**EXTRAIT DU DOCUMENT:**
┌────────

Dangereuse(s) sous tous rapports : Médaillons de Jenny Agutter, Edwige Fenech et Caroline Munro
Ouvrons aujourd’hui un nouveau chapitre de la politique des acteurs,
comprendre, des actrices…
Après Rebecca De Mornay, Marlène
Jobert ou Laure Marsac, parmi toutes les autres louées ici et ailleurs, voilà trois grâces brunes et blonde,
rayonnantes dans l’éclat inaltéré de leurs meilleurs films, remontés en
cérémonies pas si secrètes afin de célébrer leur beauté, leur talent, leur
générosité de comédiennes et donc de femmes. On s’en souvient : dans Les
Quatre
Cent Coups, l’ado Léaud, avatar de Truffaut, volait sur la façade d’un
cinéma une photo de la plantureuse et solaire Harriet Andersson, glorifiée par
Bergman dans Un été avec Monika. Ces brefs éloges prolongent et corrigent
son geste à l’ère de la cinéphilie numérique. Il ne s’agit plus de dérober une
relique laïque pour la contempler, l’idolâtrer dans l’obscurité d’une chambre
masculine, propice aux rêves humides,
ni de plaquer sur leurs traits le (trop) cher fantôme d’un amour passé, tel ce vrai coupable de James Stewart dans Sueurs
froides, fatalement trahi par le Temps qui détruit tout – et même la
superbe agonie d’une seconde Monica (Bellucci) chez Noé – mais au contraire (et
rien moins que) de les donner à voir,
de transmettre en « passeurs » et « cinéfils » (Daney)

└────────

**CONTENU DES DONNÉES:**
┌────────

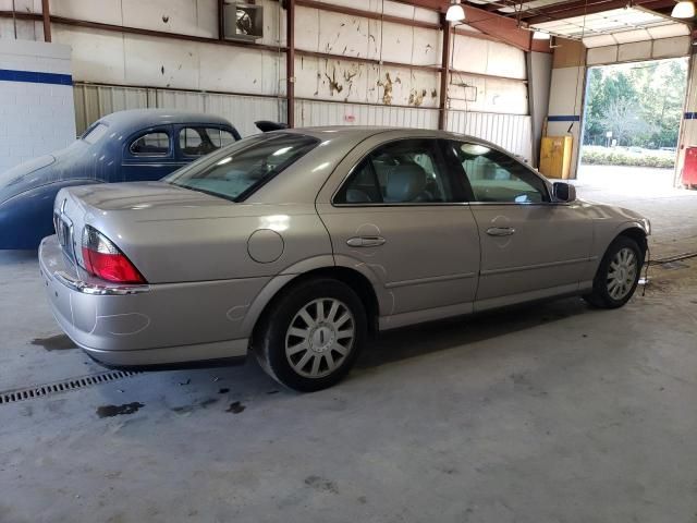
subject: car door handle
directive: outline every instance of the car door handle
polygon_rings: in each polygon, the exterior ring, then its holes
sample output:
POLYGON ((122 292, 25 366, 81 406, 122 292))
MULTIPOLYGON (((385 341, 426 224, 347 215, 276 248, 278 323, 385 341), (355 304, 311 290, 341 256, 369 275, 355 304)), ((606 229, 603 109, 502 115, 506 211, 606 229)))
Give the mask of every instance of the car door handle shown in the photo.
POLYGON ((351 247, 379 247, 384 245, 387 240, 382 236, 354 236, 346 240, 351 247))
POLYGON ((490 236, 510 236, 515 233, 515 229, 512 227, 490 227, 487 229, 487 234, 490 236))

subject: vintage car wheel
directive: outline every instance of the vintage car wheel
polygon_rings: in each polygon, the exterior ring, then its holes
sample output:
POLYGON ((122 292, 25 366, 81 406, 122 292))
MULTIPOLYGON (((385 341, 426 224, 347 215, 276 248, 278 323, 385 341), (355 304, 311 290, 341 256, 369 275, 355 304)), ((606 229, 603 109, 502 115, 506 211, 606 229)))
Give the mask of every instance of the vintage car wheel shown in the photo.
POLYGON ((644 252, 637 243, 627 236, 616 238, 598 267, 592 292, 584 299, 596 307, 621 307, 634 294, 643 265, 644 252))
POLYGON ((328 278, 305 280, 283 292, 267 312, 255 340, 261 367, 299 391, 339 382, 353 366, 367 333, 360 299, 328 278))

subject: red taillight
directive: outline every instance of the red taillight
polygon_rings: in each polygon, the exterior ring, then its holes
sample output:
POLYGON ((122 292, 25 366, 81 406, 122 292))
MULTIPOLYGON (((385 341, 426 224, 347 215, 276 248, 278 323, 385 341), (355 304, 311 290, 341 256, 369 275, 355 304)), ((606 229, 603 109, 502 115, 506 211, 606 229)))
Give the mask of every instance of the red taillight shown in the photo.
POLYGON ((83 230, 83 262, 87 272, 117 283, 146 283, 131 260, 95 228, 83 230))

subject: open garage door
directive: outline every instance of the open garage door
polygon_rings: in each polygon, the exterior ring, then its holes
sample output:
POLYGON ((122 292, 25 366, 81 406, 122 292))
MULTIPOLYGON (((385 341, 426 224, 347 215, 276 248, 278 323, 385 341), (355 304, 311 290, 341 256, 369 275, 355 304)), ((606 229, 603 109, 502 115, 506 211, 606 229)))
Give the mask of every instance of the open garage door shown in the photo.
POLYGON ((588 70, 580 183, 638 195, 673 188, 687 70, 687 58, 588 70))

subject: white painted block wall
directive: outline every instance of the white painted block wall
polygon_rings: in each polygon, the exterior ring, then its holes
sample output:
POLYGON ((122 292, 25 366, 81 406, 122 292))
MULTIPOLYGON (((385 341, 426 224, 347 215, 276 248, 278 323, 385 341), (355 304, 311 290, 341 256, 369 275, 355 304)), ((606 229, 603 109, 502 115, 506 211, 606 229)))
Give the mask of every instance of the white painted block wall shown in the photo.
POLYGON ((0 39, 0 172, 75 141, 73 86, 52 83, 70 81, 70 54, 61 44, 0 39))

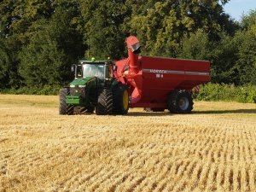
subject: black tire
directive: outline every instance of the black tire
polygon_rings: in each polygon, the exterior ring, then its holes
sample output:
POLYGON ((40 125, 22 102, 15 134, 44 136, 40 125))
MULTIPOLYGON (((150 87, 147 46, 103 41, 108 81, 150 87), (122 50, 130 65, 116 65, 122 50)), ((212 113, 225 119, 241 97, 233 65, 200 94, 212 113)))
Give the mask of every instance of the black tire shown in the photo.
POLYGON ((124 84, 117 85, 113 90, 113 113, 127 114, 129 110, 128 87, 124 84))
POLYGON ((66 103, 66 96, 69 95, 70 91, 68 88, 63 88, 60 90, 60 107, 59 113, 60 114, 73 114, 74 106, 66 103))
POLYGON ((80 113, 93 113, 93 112, 94 112, 93 107, 89 107, 89 108, 81 107, 79 111, 80 113))
POLYGON ((108 89, 104 89, 99 97, 96 107, 97 115, 113 114, 113 93, 108 89))
POLYGON ((175 113, 190 113, 193 109, 193 98, 185 90, 173 90, 168 96, 168 110, 175 113))

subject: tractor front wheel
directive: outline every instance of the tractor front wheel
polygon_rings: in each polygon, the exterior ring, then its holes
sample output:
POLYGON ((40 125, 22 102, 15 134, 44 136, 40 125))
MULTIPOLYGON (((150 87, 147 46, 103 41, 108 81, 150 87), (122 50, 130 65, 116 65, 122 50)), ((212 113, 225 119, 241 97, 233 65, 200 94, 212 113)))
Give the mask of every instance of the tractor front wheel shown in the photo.
POLYGON ((129 110, 128 87, 119 84, 113 90, 113 113, 127 114, 129 110))
POLYGON ((173 90, 168 97, 168 110, 175 113, 189 113, 193 109, 193 99, 186 90, 173 90))
POLYGON ((105 115, 113 113, 113 93, 108 89, 104 89, 98 97, 98 102, 96 107, 97 115, 105 115))
POLYGON ((60 114, 73 114, 74 106, 67 104, 66 96, 70 94, 70 90, 68 88, 63 88, 60 90, 60 107, 59 107, 59 113, 60 114))

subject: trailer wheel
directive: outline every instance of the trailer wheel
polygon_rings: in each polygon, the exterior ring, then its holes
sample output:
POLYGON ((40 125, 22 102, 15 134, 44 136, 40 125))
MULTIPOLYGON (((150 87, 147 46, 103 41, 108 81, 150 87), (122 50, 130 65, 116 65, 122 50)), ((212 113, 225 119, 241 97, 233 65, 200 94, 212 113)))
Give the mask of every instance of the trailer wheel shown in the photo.
POLYGON ((60 114, 73 114, 74 106, 66 103, 66 96, 70 94, 68 88, 63 88, 60 90, 60 106, 59 113, 60 114))
POLYGON ((108 89, 104 89, 99 97, 96 107, 97 115, 105 115, 113 113, 113 93, 108 89))
POLYGON ((193 109, 193 99, 185 90, 173 90, 168 97, 168 110, 175 113, 189 113, 193 109))
POLYGON ((119 84, 113 92, 113 113, 127 114, 129 110, 128 87, 124 84, 119 84))

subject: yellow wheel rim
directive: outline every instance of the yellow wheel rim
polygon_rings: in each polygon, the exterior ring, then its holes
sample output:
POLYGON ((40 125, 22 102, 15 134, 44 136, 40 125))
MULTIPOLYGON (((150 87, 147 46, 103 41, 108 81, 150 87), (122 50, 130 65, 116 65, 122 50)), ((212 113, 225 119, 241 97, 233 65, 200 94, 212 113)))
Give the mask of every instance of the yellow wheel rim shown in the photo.
POLYGON ((128 91, 125 90, 123 94, 123 108, 127 110, 128 109, 128 91))

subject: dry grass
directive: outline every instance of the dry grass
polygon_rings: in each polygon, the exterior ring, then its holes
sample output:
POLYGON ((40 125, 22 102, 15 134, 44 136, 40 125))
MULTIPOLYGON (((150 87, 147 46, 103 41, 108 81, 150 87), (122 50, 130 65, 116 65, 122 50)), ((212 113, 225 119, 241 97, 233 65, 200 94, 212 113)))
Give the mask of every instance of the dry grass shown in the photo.
POLYGON ((179 190, 256 191, 256 105, 60 116, 57 96, 0 95, 0 191, 179 190))

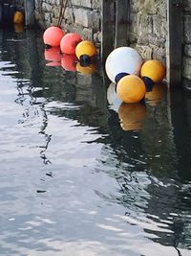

└────────

**EXERCICE PROPOSÉ:** Relevez tous les titres de films mentionnés dans l'extrait consacré aux médaillons d'actrices.

**SOLUTION RÉDIGÉE:** Les Quatre Cent Coups, Un été avec Monika, Sueurs froides